# Given task
Can you convert the lines of the data below into a JSON list of strings, starting with the line that contains "of the animal" and going on through the line that contains "[(227, 158), (291, 187)]", with one string per line and blank lines left out?

--- START ---

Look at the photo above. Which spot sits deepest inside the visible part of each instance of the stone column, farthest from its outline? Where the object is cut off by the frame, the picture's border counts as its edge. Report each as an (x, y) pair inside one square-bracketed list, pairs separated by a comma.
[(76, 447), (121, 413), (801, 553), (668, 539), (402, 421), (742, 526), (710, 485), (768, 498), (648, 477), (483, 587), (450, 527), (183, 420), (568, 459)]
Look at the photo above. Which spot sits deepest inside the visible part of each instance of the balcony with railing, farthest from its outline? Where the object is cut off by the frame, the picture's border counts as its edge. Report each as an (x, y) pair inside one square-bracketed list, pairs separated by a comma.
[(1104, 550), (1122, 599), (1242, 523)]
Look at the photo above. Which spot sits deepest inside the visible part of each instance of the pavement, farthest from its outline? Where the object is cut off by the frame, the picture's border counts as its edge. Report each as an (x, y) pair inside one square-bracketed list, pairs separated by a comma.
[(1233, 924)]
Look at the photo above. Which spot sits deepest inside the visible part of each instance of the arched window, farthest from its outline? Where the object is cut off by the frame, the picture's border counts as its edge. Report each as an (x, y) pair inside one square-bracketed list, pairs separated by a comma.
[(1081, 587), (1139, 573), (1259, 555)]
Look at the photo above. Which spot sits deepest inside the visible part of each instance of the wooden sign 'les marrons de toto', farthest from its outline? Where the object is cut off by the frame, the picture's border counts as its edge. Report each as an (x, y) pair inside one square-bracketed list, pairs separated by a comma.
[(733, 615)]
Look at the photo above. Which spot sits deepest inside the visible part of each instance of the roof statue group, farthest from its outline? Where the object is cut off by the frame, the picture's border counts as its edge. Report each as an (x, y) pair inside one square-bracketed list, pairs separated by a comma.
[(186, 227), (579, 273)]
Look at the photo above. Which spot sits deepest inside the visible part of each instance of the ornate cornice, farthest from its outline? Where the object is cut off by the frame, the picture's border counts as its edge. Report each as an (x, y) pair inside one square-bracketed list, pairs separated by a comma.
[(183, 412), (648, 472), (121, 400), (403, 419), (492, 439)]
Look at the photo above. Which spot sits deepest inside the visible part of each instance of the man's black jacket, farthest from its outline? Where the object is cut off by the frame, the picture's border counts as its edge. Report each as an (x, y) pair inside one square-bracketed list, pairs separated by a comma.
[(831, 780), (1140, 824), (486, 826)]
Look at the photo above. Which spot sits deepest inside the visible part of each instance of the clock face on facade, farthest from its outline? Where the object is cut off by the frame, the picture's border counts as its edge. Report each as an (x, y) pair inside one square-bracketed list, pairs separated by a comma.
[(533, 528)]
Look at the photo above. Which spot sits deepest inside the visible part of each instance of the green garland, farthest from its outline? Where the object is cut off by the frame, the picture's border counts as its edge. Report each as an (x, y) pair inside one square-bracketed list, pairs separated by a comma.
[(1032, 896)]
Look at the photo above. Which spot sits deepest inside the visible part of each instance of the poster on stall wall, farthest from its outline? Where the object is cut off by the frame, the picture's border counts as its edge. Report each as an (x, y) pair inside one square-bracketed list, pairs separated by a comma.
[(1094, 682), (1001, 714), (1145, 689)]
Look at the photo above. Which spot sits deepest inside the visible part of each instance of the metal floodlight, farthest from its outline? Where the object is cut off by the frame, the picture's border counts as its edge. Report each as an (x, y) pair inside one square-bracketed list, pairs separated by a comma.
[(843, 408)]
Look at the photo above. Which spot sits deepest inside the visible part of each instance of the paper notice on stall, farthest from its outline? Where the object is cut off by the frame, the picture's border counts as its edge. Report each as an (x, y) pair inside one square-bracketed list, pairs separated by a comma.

--- END ---
--- START ---

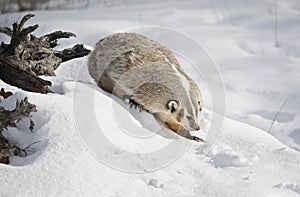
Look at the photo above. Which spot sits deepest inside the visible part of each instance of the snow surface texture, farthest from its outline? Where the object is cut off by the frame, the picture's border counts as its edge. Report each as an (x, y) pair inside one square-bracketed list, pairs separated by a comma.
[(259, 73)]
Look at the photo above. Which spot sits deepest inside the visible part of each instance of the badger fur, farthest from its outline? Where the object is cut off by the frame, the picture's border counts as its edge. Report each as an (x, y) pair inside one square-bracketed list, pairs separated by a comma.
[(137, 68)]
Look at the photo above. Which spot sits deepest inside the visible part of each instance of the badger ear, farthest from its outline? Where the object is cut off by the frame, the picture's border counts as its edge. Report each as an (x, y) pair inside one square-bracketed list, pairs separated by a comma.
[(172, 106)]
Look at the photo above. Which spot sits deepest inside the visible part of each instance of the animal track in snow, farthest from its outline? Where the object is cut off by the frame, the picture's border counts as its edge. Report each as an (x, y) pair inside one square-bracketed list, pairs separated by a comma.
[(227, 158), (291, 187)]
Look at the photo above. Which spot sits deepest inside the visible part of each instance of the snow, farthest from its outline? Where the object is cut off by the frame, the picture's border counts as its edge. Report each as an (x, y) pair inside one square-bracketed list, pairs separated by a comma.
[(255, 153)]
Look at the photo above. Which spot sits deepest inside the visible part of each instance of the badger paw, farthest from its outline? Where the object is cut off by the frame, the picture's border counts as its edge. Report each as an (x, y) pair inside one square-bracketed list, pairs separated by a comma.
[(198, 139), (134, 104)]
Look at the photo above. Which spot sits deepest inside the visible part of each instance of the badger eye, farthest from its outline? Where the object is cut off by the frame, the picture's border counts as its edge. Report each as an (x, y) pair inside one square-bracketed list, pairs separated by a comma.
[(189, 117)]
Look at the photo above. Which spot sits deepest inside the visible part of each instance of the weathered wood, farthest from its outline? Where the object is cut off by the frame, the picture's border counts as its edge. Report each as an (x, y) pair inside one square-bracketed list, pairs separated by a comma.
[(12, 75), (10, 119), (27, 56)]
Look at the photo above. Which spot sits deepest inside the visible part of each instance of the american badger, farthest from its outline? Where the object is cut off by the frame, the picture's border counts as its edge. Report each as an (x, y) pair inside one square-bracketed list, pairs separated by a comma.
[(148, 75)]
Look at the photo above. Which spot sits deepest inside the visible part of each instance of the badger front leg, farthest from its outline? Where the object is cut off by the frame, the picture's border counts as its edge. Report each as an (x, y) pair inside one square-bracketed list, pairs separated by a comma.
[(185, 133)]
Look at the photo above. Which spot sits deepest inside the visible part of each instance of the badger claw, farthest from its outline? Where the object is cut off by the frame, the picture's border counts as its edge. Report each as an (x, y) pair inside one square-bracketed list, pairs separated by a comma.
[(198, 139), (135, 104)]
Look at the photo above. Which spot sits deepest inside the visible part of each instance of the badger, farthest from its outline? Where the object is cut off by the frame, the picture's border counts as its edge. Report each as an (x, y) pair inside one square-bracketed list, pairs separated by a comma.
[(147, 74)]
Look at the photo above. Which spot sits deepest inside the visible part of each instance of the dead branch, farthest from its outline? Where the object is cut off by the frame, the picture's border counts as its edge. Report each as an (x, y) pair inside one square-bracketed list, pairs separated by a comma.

--- END ---

# Result of this exercise
[
  "Look at the photo above. Which spot sits deepest inside the visible part of each instance of the animal track in snow, farthest from its outline? Where the object is cut off by the frame, the picture's border counts as its edge. Report each as an (x, y) pair inside one square-bracketed list, pairs separated by a comma.",
  "[(227, 158), (291, 187)]"
]